● 出典:
井原西鶴(さいかく)の浮世草子。1686年(貞享3)2月、大坂・森田庄太郎、江戸・万屋(よろずや)清兵衛より刊行。5巻5冊。巻1「姿姫路清十郎物語」は、1662年(寛文2)の姫路の商家の娘と手代との密通事件、巻2「情(なさけ)を入し樽屋(たるや)物語」は、1685年(貞享2)大坂・天満(てんま)での人妻の密通事件、巻3「中段に見る暦屋物語」は、1683年(天和3)京都の大経師(だいきょうじ)の妻女が奉公人と駆け落ちした事件、巻4「恋草からげし八百屋(やおや)物語」は、1682年(天和2)江戸で起きた娘の放火事件、巻5「恋の山源五兵衛物語」は、1660年代(寛文年間)薩摩(さつま)で起きた心中事件を、それぞれ題材としている。俗説巷談(こうだん)や流行歌謡によって広まっていた悲恋物語をもとにして、自ら犯罪の渦中に身を投ずる元禄(げんろく)女性の激しさを描いた作品である。大経師の妻おさんの新婚生活は幸福そのものであったが、たまたま手代茂右衛門をひそかに恋い慕っている下女りんの思いをかなえてやろうとした、ふとした戯れ心から、一転して不義密通の大罪を犯してしまう。その後、大胆にも変貌(へんぼう)し、擬装心中まで計画して逃亡を続けるおさんの激しい情念を、小説的虚構を設定して描いている。ついには粟田口(あわたぐち)の刑場の露と消えるおさん、幼い恋に殉じて鈴ヶ森の煙と化した八百屋お七、また、無実の疑いをかけられた報復として、麹屋(こうじや)長左衛門を誘惑し、そのために自害する樽屋の女房おせん。この作品のヒロインを通して、転変たる運命に翻弄(ほんろう)されながら犯罪の渦中に入る女性の激しさ、あわれさを浮き彫りにした西鶴初期の傑作である。

● データ抜粋:

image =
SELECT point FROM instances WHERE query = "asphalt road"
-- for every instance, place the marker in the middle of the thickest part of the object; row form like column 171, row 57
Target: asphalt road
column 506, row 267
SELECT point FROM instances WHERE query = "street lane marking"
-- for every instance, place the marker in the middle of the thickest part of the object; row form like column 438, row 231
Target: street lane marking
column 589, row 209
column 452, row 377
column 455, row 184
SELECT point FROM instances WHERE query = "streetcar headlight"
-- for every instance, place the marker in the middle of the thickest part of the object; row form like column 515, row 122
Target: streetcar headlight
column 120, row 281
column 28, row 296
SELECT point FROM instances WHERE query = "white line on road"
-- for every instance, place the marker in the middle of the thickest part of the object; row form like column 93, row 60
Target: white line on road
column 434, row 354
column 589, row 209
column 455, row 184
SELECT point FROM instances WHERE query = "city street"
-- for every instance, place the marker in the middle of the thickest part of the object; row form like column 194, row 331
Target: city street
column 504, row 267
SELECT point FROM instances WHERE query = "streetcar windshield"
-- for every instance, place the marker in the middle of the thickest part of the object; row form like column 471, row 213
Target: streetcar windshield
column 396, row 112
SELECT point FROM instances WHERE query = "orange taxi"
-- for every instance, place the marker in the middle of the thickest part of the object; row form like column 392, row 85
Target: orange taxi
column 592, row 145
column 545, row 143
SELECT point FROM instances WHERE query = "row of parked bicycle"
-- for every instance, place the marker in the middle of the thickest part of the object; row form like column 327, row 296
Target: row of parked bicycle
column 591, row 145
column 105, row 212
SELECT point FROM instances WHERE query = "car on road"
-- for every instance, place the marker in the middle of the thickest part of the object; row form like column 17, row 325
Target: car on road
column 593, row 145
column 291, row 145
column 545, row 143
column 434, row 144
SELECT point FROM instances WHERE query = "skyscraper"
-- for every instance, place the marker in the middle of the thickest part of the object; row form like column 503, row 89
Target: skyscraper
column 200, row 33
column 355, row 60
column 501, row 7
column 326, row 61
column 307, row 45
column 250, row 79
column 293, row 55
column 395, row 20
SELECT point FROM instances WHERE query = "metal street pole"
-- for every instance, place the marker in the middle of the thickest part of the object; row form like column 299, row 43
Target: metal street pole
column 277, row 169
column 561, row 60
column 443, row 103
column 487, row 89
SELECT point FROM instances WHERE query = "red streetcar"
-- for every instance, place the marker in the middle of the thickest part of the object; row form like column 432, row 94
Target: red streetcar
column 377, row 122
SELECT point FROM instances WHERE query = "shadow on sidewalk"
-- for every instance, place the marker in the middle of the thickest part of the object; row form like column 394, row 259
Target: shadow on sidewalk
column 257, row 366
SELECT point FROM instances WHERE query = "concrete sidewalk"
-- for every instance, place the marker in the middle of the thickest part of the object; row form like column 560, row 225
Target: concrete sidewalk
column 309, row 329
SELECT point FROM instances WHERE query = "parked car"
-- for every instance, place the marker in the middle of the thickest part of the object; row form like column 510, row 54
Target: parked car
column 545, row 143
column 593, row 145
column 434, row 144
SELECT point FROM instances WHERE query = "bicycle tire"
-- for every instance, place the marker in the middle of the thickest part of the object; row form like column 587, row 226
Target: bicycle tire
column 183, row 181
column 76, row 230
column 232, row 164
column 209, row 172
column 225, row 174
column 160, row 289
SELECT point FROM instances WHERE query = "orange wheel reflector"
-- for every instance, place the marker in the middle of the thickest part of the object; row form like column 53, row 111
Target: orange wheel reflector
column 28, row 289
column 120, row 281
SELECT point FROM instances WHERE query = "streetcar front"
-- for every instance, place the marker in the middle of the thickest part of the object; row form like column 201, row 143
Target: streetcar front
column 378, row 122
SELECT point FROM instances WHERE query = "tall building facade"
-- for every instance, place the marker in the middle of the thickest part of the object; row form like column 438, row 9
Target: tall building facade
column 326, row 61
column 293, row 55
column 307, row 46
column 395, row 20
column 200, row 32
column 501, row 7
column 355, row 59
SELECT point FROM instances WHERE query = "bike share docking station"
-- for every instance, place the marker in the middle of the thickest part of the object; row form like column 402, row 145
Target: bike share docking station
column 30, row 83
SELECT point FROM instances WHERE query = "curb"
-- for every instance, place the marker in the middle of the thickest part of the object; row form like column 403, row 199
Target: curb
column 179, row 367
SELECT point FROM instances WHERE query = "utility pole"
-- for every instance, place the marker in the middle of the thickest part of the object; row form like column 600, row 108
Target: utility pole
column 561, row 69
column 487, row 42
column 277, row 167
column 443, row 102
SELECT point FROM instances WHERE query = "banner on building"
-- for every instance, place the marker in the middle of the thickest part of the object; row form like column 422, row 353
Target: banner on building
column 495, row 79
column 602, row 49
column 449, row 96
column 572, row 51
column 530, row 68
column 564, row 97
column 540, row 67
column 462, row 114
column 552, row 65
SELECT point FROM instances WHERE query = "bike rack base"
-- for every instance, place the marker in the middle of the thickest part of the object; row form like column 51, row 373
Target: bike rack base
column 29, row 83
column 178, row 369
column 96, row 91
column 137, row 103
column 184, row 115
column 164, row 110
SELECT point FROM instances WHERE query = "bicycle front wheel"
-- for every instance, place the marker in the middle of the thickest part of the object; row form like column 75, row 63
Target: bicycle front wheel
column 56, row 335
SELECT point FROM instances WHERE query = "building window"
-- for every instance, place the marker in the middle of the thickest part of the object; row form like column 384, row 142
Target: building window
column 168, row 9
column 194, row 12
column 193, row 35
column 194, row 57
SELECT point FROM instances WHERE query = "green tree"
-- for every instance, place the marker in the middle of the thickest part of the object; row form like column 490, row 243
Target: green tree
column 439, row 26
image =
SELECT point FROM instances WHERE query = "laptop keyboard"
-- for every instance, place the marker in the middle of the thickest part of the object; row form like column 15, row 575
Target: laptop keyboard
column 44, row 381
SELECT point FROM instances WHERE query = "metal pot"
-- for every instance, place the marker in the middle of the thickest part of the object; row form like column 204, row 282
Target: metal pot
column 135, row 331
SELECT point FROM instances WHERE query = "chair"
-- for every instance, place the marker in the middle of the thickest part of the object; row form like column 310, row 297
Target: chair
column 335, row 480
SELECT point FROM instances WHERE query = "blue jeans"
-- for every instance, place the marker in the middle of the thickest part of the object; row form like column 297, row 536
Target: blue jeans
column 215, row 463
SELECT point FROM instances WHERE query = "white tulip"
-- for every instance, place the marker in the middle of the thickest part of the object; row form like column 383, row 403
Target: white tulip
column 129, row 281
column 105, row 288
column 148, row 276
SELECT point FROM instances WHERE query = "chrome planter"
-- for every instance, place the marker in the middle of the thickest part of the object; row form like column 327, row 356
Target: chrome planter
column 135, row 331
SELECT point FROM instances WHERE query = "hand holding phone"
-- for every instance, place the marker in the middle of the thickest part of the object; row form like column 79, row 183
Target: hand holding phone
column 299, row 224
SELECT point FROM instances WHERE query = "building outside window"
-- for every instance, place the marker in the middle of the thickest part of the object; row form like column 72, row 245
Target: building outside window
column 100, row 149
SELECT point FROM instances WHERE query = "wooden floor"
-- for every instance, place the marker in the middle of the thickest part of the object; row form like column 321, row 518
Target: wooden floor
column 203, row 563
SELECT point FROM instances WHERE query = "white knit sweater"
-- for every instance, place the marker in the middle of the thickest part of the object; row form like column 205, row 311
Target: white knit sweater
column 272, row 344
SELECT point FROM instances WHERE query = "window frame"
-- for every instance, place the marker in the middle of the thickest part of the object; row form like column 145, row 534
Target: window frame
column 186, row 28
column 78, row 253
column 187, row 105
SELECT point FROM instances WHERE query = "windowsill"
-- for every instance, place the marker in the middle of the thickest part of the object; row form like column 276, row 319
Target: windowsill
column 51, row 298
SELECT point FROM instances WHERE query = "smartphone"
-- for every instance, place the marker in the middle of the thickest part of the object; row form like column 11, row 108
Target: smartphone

● 作業内容: 上に示した、井原西鶴の浮世草子を紹介する文章を、最後の文の次から書き継いでください。

● 以下に回答:
[浅野 晃]
『暉峻康隆訳注『好色五人女』(角川文庫)』▽『東明雅他校注・訳『日本古典文学全集38 井原西鶴集 1』(1971・小学館)』
浮世草子。井原西鶴作。1686年(貞享3)刊。5巻25章。各巻すべて当時の歌謡,演劇,歌祭文などで喧伝された著名な事件をとりあげたモデル小説。巻一〈姿姫路清十郎物語〉は,手代清十郎と主家の娘お夏との恋をとりあげ,その駆落ち,清十郎の冤罪(えんざい)による処刑,お夏の出家を描いている。巻二〈情を入れし樽屋物語〉は,樽屋の女房おせんと麴屋(こうじや)長左衛門との姦通が樽屋によって発見され,おせんは自害し,長左衛門は処刑される。巻三〈中段に見る暦屋物語〉は,京の暦屋の手代茂右衛門と暦屋の女房おさんの姦通,駆落ち,発見された後の2人の処刑を描く。巻四〈恋草からげし八百屋物語〉は,江戸本郷の八百屋の娘お七と寺小姓吉三郎との恋をとりあげ,吉三郎に会いたさゆえに放火したお七は火刑に処せられ,吉三郎は出家する。巻五〈恋の山源五兵衛物語〉は,琉球屋の娘おまんと源五兵衛との恋をとりあげるが,本巻のみ,当時の草子の常套を守り,モデルの心中事件を変更してハッピー・エンドに終わらせている。このように本書は,当時著名な5組の男女の恋愛・姦通とその破綻とを主要なストーリーとしているが,恋に殉じた男女は,その悲劇的な枠の中で,はつらつと生きた人間として形象され,作中には笑いがはんらんしている。西鶴好色物の中ではもっとも親しみやすい作品であり,後世の小説や演劇に多くの影響を与えた。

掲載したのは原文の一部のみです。